-- REQUIREMENT --
Output every line of the records below as a JSON list of strings, one string per line, skipping blank lines. Omit the pictures from your answer.

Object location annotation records
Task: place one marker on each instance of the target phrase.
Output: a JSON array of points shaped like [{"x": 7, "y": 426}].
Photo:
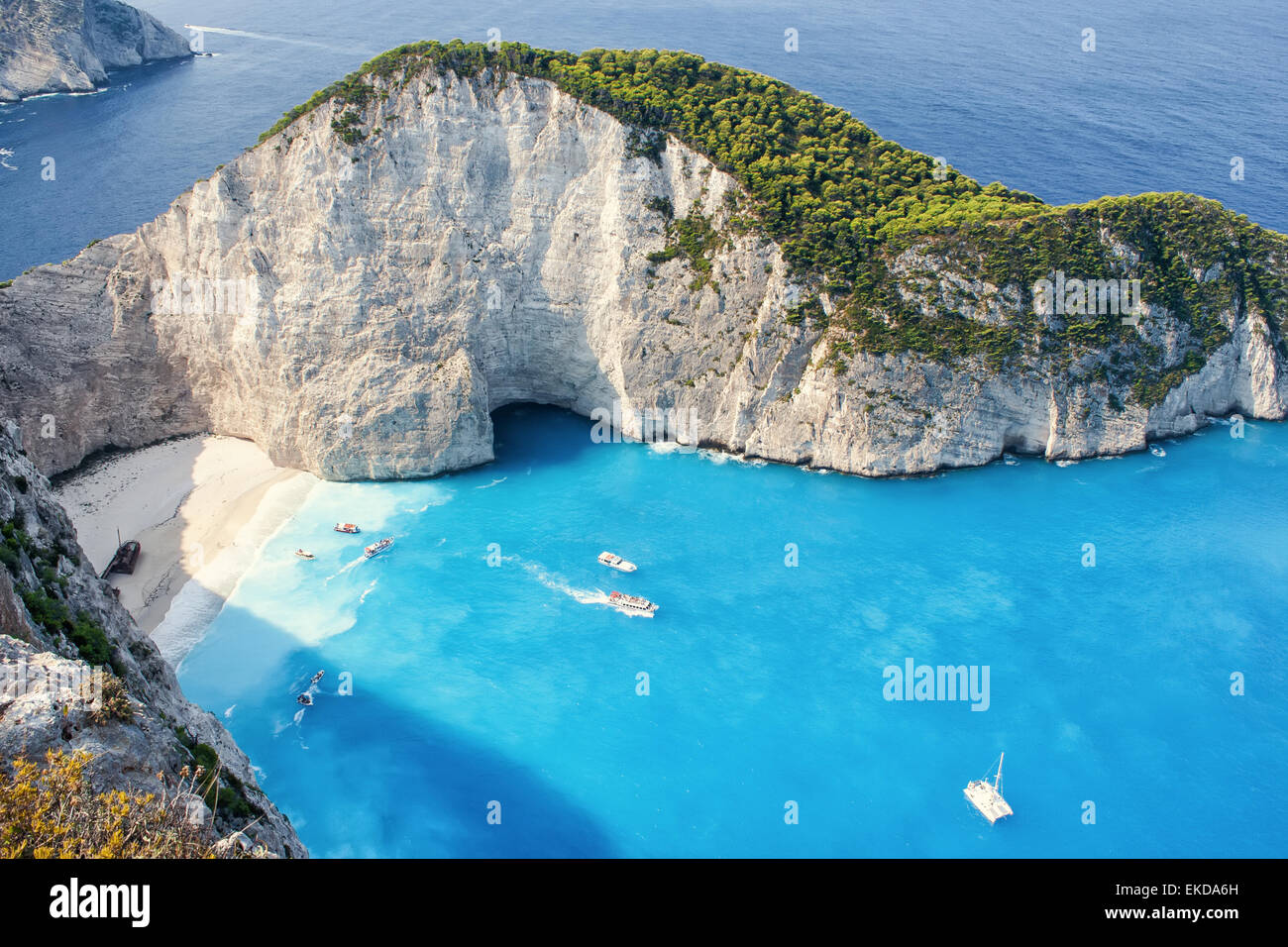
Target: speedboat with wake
[
  {"x": 377, "y": 548},
  {"x": 631, "y": 603},
  {"x": 616, "y": 562}
]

-- RESPONSE TO THIS TASK --
[
  "Task: place one marker on each instance of the target phrase.",
  "Output: a JSON array of points shaped like [{\"x\": 7, \"y\": 426}].",
  "Photo:",
  "Target: speedboat with wake",
  "[",
  "  {\"x\": 377, \"y\": 548},",
  "  {\"x\": 631, \"y\": 603},",
  "  {\"x\": 616, \"y\": 562}",
  "]"
]